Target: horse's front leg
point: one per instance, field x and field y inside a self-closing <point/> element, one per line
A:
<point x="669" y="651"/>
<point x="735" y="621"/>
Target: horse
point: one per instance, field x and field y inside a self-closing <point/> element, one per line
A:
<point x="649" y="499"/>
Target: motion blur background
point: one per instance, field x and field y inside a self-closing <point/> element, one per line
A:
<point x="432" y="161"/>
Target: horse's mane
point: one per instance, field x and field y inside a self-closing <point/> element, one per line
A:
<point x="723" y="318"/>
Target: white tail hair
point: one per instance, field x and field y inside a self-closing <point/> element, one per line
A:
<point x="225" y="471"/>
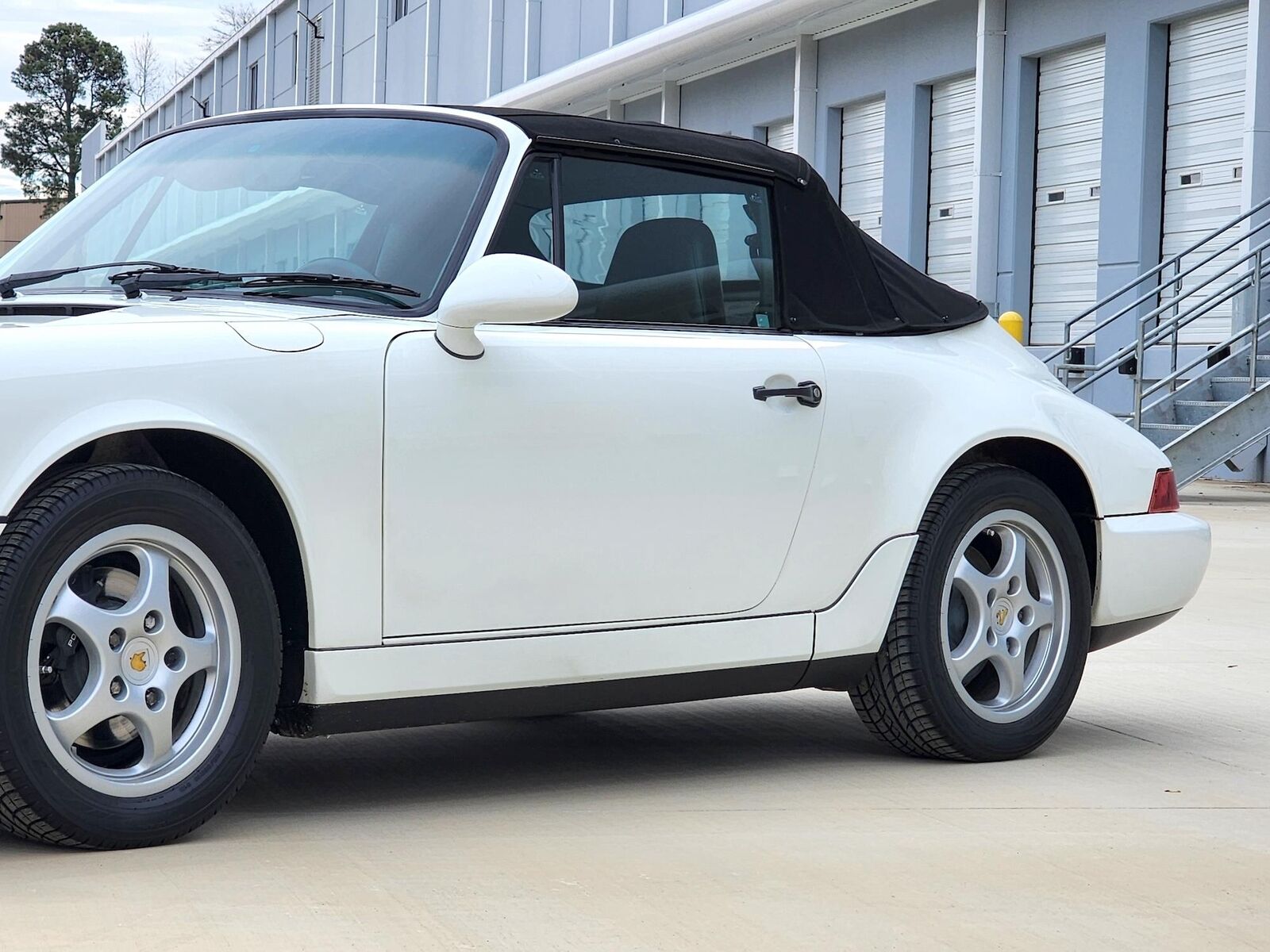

**Goal of the exercise:**
Please print every record above exactly, but leave the pictures out.

**Final answer:**
Target: horse's front leg
point: one per instance, field x and field y inside a self-closing <point/> element, one per line
A:
<point x="669" y="651"/>
<point x="735" y="621"/>
Target: horse
point: one per instance, field x and field y inside a self-closing <point/> element, one per line
A:
<point x="649" y="499"/>
Target: motion blur background
point: one per instance, field x and field y inside a self-closing <point/> element, one per line
A:
<point x="432" y="161"/>
Target: horse's mane
point: one per instance, field x and field y inside a self-closing <point/> element, one per line
A:
<point x="723" y="318"/>
Target: white tail hair
point: one per instance, field x and field y inside a self-closing <point/> element, one per line
A:
<point x="225" y="471"/>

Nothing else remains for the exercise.